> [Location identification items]
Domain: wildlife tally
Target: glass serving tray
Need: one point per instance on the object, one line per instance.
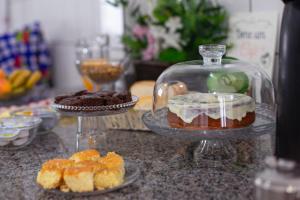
(92, 111)
(132, 172)
(95, 110)
(214, 147)
(264, 124)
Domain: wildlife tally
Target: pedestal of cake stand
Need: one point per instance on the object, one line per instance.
(214, 153)
(90, 134)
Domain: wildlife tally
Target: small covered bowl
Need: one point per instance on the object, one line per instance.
(49, 117)
(18, 131)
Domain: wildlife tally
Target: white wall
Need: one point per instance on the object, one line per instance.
(64, 21)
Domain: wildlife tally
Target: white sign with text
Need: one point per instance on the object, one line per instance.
(253, 36)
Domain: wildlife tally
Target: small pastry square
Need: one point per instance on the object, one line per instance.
(108, 178)
(50, 176)
(95, 165)
(79, 179)
(90, 154)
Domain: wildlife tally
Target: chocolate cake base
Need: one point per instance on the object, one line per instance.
(203, 122)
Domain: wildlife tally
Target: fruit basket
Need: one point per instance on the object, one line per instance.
(17, 84)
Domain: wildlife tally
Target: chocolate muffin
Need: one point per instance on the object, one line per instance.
(102, 98)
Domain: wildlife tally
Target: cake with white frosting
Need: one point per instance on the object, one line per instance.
(211, 111)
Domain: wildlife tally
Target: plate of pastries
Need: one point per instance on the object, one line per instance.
(86, 173)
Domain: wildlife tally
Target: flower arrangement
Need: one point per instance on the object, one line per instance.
(171, 30)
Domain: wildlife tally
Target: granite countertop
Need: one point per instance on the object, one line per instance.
(168, 170)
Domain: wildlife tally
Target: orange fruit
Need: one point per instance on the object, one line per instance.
(2, 74)
(5, 87)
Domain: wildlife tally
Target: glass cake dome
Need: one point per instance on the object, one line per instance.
(212, 94)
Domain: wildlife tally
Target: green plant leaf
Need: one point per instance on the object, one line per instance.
(171, 55)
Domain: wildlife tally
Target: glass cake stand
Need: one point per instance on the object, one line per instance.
(88, 114)
(213, 146)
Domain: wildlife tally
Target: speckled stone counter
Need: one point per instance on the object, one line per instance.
(167, 168)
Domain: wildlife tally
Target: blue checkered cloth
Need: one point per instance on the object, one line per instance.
(24, 49)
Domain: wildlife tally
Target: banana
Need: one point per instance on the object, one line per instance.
(21, 78)
(33, 79)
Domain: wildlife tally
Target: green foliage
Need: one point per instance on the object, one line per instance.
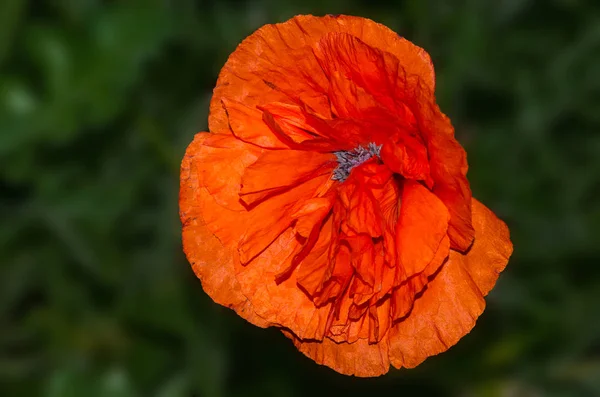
(98, 101)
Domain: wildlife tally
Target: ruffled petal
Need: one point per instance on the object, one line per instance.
(278, 170)
(361, 358)
(211, 261)
(275, 64)
(219, 161)
(445, 312)
(492, 248)
(453, 300)
(422, 225)
(448, 167)
(247, 125)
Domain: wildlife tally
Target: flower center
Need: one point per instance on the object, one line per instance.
(348, 159)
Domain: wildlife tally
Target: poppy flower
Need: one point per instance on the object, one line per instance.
(330, 198)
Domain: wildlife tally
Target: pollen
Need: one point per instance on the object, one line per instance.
(348, 159)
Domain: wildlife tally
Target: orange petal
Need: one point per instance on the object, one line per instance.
(312, 213)
(453, 301)
(489, 254)
(211, 261)
(287, 63)
(422, 225)
(281, 304)
(219, 161)
(406, 155)
(277, 170)
(445, 312)
(360, 358)
(271, 217)
(448, 168)
(247, 125)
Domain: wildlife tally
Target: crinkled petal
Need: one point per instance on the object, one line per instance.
(277, 170)
(422, 225)
(361, 358)
(211, 261)
(492, 248)
(275, 64)
(220, 161)
(453, 300)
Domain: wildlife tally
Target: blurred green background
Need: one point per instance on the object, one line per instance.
(98, 100)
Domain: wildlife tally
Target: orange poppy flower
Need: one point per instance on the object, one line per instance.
(330, 198)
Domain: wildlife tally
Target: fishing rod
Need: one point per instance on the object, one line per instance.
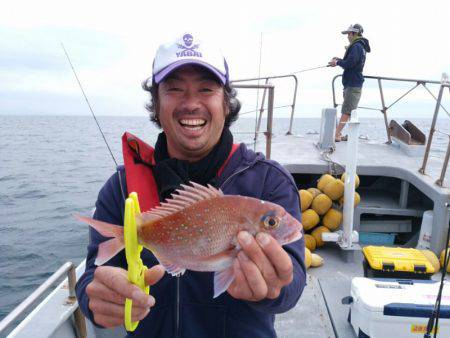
(309, 69)
(89, 105)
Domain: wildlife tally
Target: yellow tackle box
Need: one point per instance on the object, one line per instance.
(391, 262)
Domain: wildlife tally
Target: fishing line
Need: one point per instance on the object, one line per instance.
(308, 69)
(89, 105)
(257, 95)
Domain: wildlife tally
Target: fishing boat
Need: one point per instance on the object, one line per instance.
(400, 184)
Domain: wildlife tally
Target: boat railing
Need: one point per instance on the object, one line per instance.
(67, 269)
(267, 87)
(440, 181)
(266, 79)
(384, 108)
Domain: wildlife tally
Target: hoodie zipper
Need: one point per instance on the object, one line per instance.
(234, 174)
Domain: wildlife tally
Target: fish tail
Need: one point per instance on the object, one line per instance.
(107, 249)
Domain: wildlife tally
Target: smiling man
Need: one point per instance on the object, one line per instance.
(194, 104)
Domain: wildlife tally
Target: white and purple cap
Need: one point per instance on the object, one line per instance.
(188, 49)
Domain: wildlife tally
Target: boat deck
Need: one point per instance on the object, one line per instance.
(299, 154)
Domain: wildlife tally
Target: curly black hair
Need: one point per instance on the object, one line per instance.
(233, 104)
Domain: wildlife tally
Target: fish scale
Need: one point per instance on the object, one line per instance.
(197, 229)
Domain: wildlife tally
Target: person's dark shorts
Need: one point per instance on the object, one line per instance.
(351, 99)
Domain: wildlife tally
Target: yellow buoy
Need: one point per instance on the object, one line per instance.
(305, 199)
(441, 258)
(307, 258)
(356, 180)
(357, 200)
(317, 234)
(310, 242)
(321, 204)
(433, 259)
(334, 189)
(309, 219)
(332, 219)
(324, 180)
(316, 260)
(314, 192)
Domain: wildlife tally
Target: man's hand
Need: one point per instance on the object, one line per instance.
(333, 62)
(110, 287)
(262, 268)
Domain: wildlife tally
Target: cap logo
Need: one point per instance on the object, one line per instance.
(188, 49)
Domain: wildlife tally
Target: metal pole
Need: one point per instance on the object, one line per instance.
(384, 111)
(440, 181)
(80, 322)
(261, 111)
(293, 107)
(350, 178)
(432, 130)
(269, 121)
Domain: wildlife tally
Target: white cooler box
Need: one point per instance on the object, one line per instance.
(397, 308)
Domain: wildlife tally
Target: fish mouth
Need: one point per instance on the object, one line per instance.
(295, 236)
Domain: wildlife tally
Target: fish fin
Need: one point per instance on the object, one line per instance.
(108, 249)
(149, 216)
(171, 268)
(222, 280)
(105, 229)
(190, 194)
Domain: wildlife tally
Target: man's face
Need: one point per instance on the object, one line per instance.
(192, 111)
(350, 36)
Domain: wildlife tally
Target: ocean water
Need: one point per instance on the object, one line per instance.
(53, 166)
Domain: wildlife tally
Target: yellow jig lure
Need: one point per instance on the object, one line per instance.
(136, 269)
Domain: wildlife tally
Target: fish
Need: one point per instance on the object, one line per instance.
(197, 230)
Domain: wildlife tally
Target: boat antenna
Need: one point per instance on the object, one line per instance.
(308, 69)
(89, 105)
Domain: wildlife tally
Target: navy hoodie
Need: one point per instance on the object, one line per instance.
(353, 63)
(184, 305)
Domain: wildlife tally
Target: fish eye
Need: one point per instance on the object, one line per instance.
(271, 222)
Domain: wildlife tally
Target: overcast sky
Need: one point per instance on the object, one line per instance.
(112, 45)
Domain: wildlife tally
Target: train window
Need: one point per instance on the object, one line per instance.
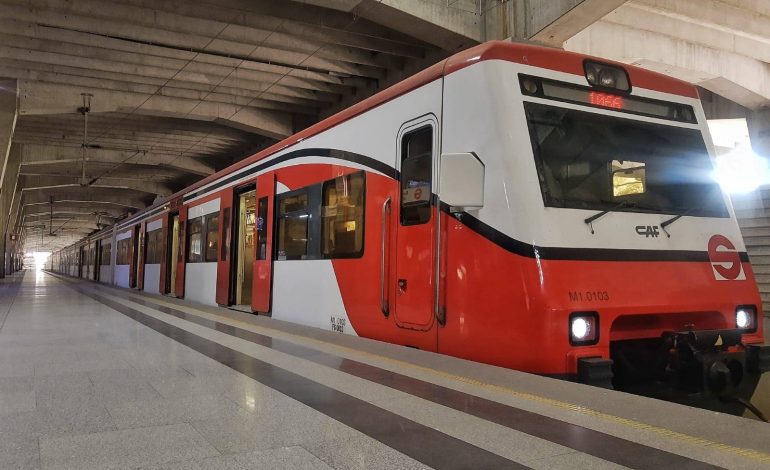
(297, 201)
(416, 176)
(195, 240)
(106, 254)
(154, 246)
(293, 218)
(212, 237)
(124, 251)
(592, 161)
(342, 217)
(261, 223)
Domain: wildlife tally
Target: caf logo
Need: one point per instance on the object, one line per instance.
(725, 259)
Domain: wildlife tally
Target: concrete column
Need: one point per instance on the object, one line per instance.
(759, 131)
(7, 192)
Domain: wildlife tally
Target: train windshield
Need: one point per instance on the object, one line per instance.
(592, 161)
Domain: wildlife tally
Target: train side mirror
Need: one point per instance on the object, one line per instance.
(462, 181)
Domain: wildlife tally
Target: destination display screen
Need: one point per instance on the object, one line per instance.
(572, 93)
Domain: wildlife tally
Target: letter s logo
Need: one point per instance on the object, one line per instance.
(725, 259)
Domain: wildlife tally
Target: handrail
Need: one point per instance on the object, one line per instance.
(384, 306)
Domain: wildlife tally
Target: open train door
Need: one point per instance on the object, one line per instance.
(416, 220)
(180, 257)
(140, 255)
(223, 257)
(262, 292)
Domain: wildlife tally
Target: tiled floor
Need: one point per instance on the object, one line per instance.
(87, 386)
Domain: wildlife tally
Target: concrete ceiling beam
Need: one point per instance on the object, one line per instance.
(737, 77)
(145, 127)
(157, 28)
(262, 100)
(318, 28)
(114, 197)
(692, 23)
(38, 182)
(47, 98)
(570, 22)
(49, 154)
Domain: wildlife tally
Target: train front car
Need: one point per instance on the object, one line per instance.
(622, 263)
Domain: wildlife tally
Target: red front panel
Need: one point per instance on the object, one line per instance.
(261, 294)
(179, 287)
(225, 236)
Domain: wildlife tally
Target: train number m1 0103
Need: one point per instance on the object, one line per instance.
(588, 296)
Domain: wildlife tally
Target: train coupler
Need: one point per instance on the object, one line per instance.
(707, 361)
(758, 358)
(595, 371)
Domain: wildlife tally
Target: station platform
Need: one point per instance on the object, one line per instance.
(95, 377)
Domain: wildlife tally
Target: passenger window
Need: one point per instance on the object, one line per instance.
(212, 237)
(154, 248)
(416, 176)
(293, 218)
(262, 229)
(342, 217)
(194, 240)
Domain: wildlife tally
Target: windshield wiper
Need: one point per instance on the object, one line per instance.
(673, 219)
(590, 220)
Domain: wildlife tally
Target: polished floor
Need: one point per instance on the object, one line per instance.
(95, 377)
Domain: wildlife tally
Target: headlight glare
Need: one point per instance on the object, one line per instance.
(746, 317)
(583, 328)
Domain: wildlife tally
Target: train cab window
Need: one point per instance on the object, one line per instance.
(416, 176)
(261, 223)
(212, 237)
(342, 217)
(195, 240)
(293, 218)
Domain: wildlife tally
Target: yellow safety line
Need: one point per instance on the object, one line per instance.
(697, 441)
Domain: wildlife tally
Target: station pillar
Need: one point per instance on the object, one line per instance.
(759, 131)
(9, 170)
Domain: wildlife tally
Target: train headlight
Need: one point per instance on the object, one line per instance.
(607, 76)
(583, 328)
(746, 317)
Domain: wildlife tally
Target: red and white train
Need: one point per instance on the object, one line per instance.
(515, 205)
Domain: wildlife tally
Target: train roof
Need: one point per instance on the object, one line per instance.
(523, 53)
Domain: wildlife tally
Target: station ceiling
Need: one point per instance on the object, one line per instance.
(123, 102)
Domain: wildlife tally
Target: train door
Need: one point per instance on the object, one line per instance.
(243, 248)
(262, 291)
(80, 259)
(98, 259)
(181, 253)
(134, 261)
(416, 228)
(172, 254)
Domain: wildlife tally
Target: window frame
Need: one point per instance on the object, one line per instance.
(322, 236)
(307, 211)
(409, 129)
(203, 257)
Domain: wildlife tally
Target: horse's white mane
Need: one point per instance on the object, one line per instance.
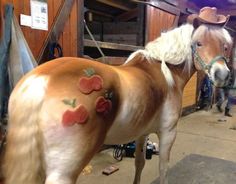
(174, 47)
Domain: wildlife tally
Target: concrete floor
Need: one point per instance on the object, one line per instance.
(198, 133)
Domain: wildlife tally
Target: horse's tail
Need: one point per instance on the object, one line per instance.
(23, 162)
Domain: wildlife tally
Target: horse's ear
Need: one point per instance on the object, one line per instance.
(193, 19)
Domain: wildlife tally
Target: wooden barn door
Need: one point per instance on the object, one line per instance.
(36, 39)
(163, 17)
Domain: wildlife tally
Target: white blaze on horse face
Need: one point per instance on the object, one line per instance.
(212, 45)
(219, 74)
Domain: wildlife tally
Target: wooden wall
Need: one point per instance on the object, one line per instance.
(36, 38)
(157, 21)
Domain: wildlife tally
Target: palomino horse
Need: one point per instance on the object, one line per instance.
(64, 110)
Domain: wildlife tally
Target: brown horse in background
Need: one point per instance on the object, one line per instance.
(64, 110)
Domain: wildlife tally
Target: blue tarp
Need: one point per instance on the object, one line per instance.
(4, 57)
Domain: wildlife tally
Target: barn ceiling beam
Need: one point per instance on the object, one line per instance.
(227, 12)
(115, 4)
(128, 15)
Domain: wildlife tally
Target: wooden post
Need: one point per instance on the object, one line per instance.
(56, 29)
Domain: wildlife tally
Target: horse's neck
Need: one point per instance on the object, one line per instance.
(181, 75)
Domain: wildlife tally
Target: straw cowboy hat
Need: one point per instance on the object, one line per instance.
(208, 15)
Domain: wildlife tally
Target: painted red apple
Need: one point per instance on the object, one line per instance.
(90, 84)
(103, 105)
(79, 116)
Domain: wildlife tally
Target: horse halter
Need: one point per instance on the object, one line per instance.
(200, 61)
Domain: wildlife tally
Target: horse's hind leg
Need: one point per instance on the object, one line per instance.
(167, 139)
(68, 150)
(140, 153)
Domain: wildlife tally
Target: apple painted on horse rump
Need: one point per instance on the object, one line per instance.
(63, 111)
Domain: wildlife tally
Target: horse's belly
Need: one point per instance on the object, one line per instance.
(121, 135)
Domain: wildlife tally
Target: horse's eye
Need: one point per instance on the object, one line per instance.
(199, 44)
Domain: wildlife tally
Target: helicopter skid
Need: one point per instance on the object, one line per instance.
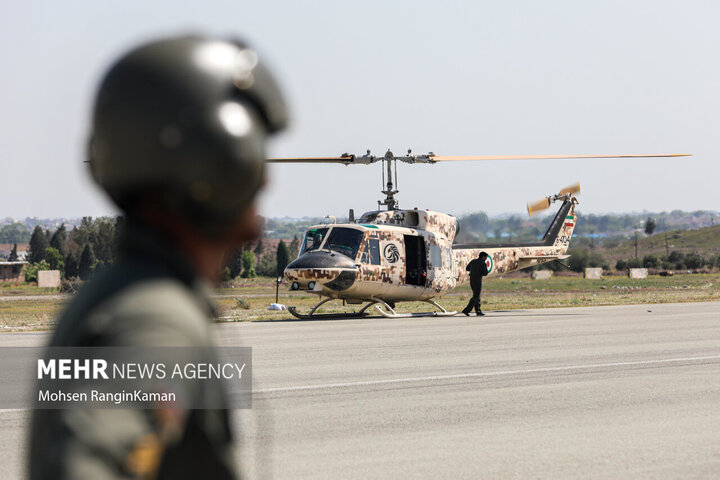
(393, 314)
(387, 312)
(314, 316)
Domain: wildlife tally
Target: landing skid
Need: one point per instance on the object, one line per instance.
(389, 311)
(394, 314)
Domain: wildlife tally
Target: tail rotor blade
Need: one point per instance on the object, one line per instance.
(540, 205)
(571, 189)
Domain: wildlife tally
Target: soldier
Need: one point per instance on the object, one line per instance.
(478, 269)
(177, 142)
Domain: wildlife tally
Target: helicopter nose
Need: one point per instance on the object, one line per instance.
(317, 270)
(321, 260)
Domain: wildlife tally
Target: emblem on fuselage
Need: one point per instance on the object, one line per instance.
(391, 253)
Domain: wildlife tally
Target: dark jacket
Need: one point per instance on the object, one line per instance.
(477, 269)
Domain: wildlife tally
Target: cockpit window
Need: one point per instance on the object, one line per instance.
(313, 239)
(345, 241)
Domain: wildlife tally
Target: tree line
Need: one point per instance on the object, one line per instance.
(93, 244)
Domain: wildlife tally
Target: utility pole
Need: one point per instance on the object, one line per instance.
(635, 244)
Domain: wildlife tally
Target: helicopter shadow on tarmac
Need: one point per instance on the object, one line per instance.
(489, 316)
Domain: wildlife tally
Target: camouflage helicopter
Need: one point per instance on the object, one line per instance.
(397, 255)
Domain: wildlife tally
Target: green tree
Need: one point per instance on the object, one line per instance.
(248, 261)
(651, 261)
(87, 262)
(235, 263)
(59, 240)
(650, 226)
(282, 258)
(267, 266)
(13, 254)
(634, 263)
(38, 245)
(14, 233)
(294, 247)
(71, 266)
(104, 238)
(30, 270)
(54, 259)
(258, 249)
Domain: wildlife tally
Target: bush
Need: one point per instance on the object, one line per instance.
(582, 258)
(694, 261)
(651, 261)
(242, 304)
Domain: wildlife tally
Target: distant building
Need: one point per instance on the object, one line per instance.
(12, 271)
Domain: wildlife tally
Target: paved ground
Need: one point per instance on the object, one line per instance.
(608, 392)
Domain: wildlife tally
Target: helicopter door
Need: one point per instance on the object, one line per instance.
(415, 260)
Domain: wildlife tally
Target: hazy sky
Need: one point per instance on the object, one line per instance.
(455, 78)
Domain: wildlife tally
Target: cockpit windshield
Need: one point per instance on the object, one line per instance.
(313, 239)
(345, 240)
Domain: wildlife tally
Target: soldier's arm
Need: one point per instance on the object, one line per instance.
(122, 443)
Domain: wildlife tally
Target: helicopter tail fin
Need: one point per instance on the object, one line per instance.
(561, 229)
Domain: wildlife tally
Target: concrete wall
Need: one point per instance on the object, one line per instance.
(49, 278)
(541, 274)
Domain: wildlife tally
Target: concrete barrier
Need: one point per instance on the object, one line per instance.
(637, 273)
(593, 273)
(49, 278)
(541, 274)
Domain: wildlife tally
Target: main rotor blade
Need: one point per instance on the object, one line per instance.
(452, 158)
(343, 159)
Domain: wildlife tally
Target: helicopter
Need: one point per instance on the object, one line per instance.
(409, 255)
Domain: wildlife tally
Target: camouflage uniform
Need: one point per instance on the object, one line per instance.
(150, 297)
(177, 138)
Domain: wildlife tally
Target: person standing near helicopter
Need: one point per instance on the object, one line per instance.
(478, 269)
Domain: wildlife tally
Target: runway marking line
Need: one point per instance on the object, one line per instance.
(593, 366)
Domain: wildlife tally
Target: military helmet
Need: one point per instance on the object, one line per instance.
(186, 120)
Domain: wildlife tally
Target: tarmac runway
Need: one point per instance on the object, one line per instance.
(605, 392)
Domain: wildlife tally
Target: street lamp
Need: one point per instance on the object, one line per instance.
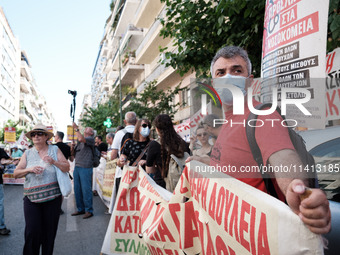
(120, 82)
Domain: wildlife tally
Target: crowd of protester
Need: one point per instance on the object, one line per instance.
(140, 142)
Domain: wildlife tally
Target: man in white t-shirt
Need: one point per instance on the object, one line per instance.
(130, 122)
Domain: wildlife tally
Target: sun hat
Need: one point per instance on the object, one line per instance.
(39, 128)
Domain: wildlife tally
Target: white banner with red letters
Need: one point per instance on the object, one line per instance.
(204, 216)
(333, 85)
(294, 46)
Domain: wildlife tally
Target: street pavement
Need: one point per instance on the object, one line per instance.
(75, 234)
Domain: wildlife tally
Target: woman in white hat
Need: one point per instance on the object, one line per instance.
(42, 196)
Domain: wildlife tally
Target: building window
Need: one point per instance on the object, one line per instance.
(185, 98)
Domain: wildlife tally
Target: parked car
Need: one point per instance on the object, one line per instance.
(324, 145)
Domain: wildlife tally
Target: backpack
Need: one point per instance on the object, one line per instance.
(127, 136)
(96, 156)
(298, 143)
(176, 166)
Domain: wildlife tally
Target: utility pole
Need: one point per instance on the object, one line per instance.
(120, 84)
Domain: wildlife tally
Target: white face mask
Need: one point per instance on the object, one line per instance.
(224, 93)
(145, 132)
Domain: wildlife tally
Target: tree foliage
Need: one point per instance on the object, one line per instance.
(333, 25)
(18, 129)
(199, 28)
(152, 102)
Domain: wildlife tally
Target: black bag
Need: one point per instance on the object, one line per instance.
(298, 143)
(127, 136)
(96, 156)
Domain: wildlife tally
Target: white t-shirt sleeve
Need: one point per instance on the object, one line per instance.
(117, 140)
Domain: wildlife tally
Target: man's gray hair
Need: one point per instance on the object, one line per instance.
(231, 52)
(209, 120)
(111, 135)
(131, 118)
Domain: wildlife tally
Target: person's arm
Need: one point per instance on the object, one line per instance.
(22, 171)
(61, 161)
(314, 210)
(153, 150)
(204, 159)
(122, 160)
(80, 137)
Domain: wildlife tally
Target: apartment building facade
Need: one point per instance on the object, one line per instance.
(10, 72)
(33, 106)
(20, 99)
(129, 55)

> [PROBLEM TO SOLVE]
How many lines in the records above contain the string "runway"? Case counts; reply with the number only.

> [FINISHED ANSWER]
2